== Выбранный отрывок ==

Не могу отказать себе в удовольствии зафиксировать некоторые «откровения» Карла Вольфа, которыми он поделился со мной во время продолжительной беседы. Несостоявшийся оберстгруппенфюрер прекрасно запомнил все обстоятельства своих переговоров с Даллесом и сопровождавших их событий.

…17 апреля 1945 года Вольф явился к недовольному им Гиммлеру, чтобы доложить о переговорах. Здесь на него с упреками и обвинениями в предательстве интересов рейха набросился начальник Главного управления имперской безопасности СС Эрнст Кальтенбруннер. Самое забавное было в том, что все они — по секрету друг от друга — вели переговоры с Западом. Вольф — прямо с Даллесом, Кальтенбруннер — через своего эмиссара Хёттля с тем же Даллесом, сам Гиммлер — через шведского графа Бернадотта и уполномоченных Всемирного еврейского конгресса — с УСС и английскими представителями.

Вольф не без труда отделался от упреков обоих эсэсовских бонз, причем он произвел на Гиммлера особое впечатление таким аргументом:

— Я старался не столько для военных дел, а для дня «Икс», то есть для первого дня после войны. Ведь я заложил фундамент для союза с Западом, и мне было это легко сделать при моей прозападной и антивосточной репутации…

В этом же духе Вольф держал ответ перед Гитлером, убеждая его в необходимости своих контактов. Гитлер стал рисовать ему картину того, как во время боев в Берлине столкнутся советские и англо-американские войска, и тогда придет его, Гитлера, час.

— На чьей стороне вы хотите завершить войну, мой фюрер? — спросил Вольф.

Гитлер задумался и, подняв глаза к потолку (Вольф: «Так он делал, когда провозглашал эпохальные истины для будущих времен»), сказал:

— Я присоединюсь к тому, кто мне больше предложит.

И добавил:

— Или к тому, кто первый со мной свяжется.

Вольф даже перепугался: неужели речь может идти не о Западе? Гитлер успокоил его:

— Я еще должен подумать!

Заметим, было 18 апреля, до краха рейха оставалось 20 дней. Гитлер напомнил Вольфу о злополучном полете Гесса, которому не удалось сговориться с Западом, и он «с болью в сердце» должен был отказаться от своего любимого заместителя. А Вольфу — считал Гитлер — повезло больше. Вот где лежали корни производства его в высшее звание СС! В свою очередь Гейнц Фельфе, которому пришлось беседовать с Вольфом, когда они после войны находились в следственной тюрьме Штраубинг, вспоминал такие слова Вольфа:

— Я хотел сохранить жизнь немецким солдатам, так как знал, что они вскоре пригодятся. И, как вы сегодня видите, оказался прав!

Фельфе с полным правом добавляет в своих мемуарах: «Ясно — против кого должны были пригодиться солдаты. Именно это объединяло Даллеса и Вольфа». И начальник Вольфа, кровавый рейхсфюрер СС, заботился о новом военном блоке.

Об этом — рассказ самого Вольфа:

— Под влиянием Шелленберга Гиммлер связался с шведским графом Бернадоттом и заявил ему, что, несмотря на все происшедшее на оккупированных территориях и на Востоке, он является в глазах англо-американцев вполне приемлемой фигурой как организатор наикрупнейшего антибольшевистского фронта…

Но все надежды рушились. Рушилась надежда немецких генералов обеспечить «частичные капитуляции» на северном участке западного фронта, где особые усилия к этому прилагал будущий подсудимый в Нюрнберге Артур Зейсс-Инкварт. Но вот что удивительно: активность действий в этом направлении с американской стороны не ослабевала.

===
== Фрагмент набора данных ==

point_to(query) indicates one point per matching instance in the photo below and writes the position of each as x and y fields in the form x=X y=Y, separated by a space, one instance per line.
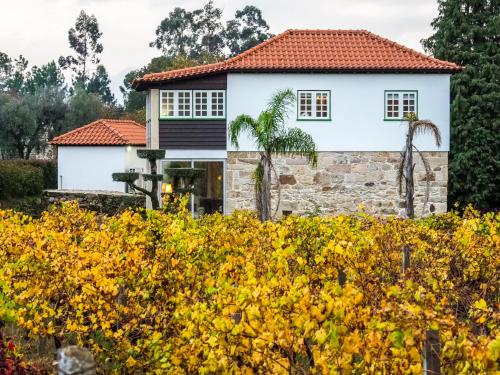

===

**Задание:**
Продолжите отрывок о переговорах Карла Вольфа с Даллесом, начав сразу после его последнего предложения. Материал здесь никакой роли не играет.

**Ответ на задание:**
Ключ ко всем достаточно многочисленным загадкам швейцарских переговоров («бернского инцидента», как его именовали в документах руководителей США и Англии) лежит, однако, не только и не столько в тех или иных интригах американских разведчиков. Смысл операции «Санрайз» — в ее политическом контексте, в политической и военной обстановке заключительного периода второй мировой войны. Того периода, символом которого является Крымская конференция «большой тройки», состоявшаяся 4–11 февраля 1945 года в Большом Ливадийском дворце. С полным правом ее именуют кульминационным пунктом сотрудничества трех ведущих держав антигитлеровской коалиции. Недаром слово «Ялта» до сих пор приводит в бешенство врагов идеи мирного сосуществования и конструктивного сотрудничества двух социальных систем.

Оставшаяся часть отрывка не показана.